YOUR INSTRUCTIONS =>
Return the open design post below word for word, from its title through its final sentence.

## Start QUOTED PASSAGE

Open design comes of age (2), second of a series by Massimo Menichinelli

Massimo Menichinelli (original source here):

In a previous post, I started explaining that Open Design is now getting out of the underground, since many important design companies, institutions and sci-fi writers are now actively working on it. This does not mean that all the problems that we must solve in order to have a real collaborative Open Design are gone; it’s just easier now to talk about Open Design, since we have famous examples to show.
With this post I will show other important examples coming from the Netherlands (other examples will be shown in a third and last post).

03. A competition, Droog Design and a book, from the Netherlands

03. 01 (Un)limited Design contest

The first Open Design competition, (Un)limited Design Contest, was held in 2009 and 2010, in first instance in The Netherlands, in the second year also in Germany and Belgium. During the first year about 80 designs/products were submitted to form the first (Un)limited Design collection.
The competition has been organized by Premsela (who runs an interesting program about Open Design called People’s Republic of Design), Waag Society, Etsy, FabLab Netherlands and Creative Commons Netherlands.

To enter the competition, anyone could either submit a new design or make a derivative of an existing design submitted by others by using the machines in a Fab Lab or any other prototyping facility. For this reason, apart from the designs themselves, the blueprints and instructions relating to the submissions are also published on the competition website under a Creative Commons license.

## End QUOTED PASSAGE
## Start INFORMATION SUPPLIED

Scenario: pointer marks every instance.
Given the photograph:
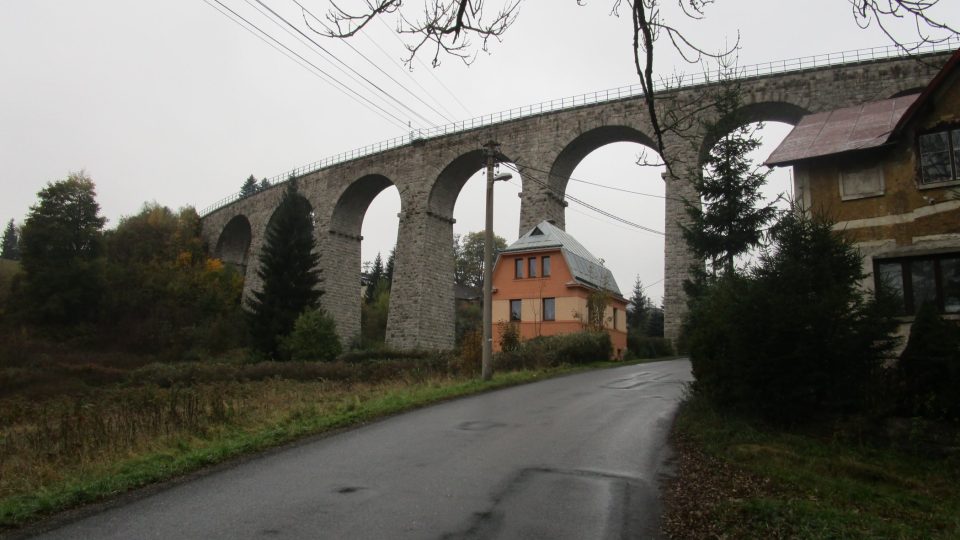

## End INFORMATION SUPPLIED

CORRECT ANSWER =>
Open design comes of age (2), second of a series by Massimo Menichinelli

Massimo Menichinelli (original source here):

In a previous post, I started explaining that Open Design is now getting out of the underground, since many important design companies, institutions and sci-fi writers are now actively working on it. This does not mean that all the problems that we must solve in order to have a real collaborative Open Design are gone; it’s just easier now to talk about Open Design, since we have famous examples to show.
With this post I will show other important examples coming from the Netherlands (other examples will be shown in a third and last post).

03. A competition, Droog Design and a book, from the Netherlands

03. 01 (Un)limited Design contest

The first Open Design competition, (Un)limited Design Contest, was held in 2009 and 2010, in first instance in The Netherlands, in the second year also in Germany and Belgium. During the first year about 80 designs/products were submitted to form the first (Un)limited Design collection.
The competition has been organized by Premsela (who runs an interesting program about Open Design called People’s Republic of Design), Waag Society, Etsy, FabLab Netherlands and Creative Commons Netherlands.

To enter the competition, anyone could either submit a new design or make a derivative of an existing design submitted by others by using the machines in a Fab Lab or any other prototyping facility. For this reason, apart from the designs themselves, the blueprints and instructions relating to the submissions are also published on the competition website under a Creative Commons license.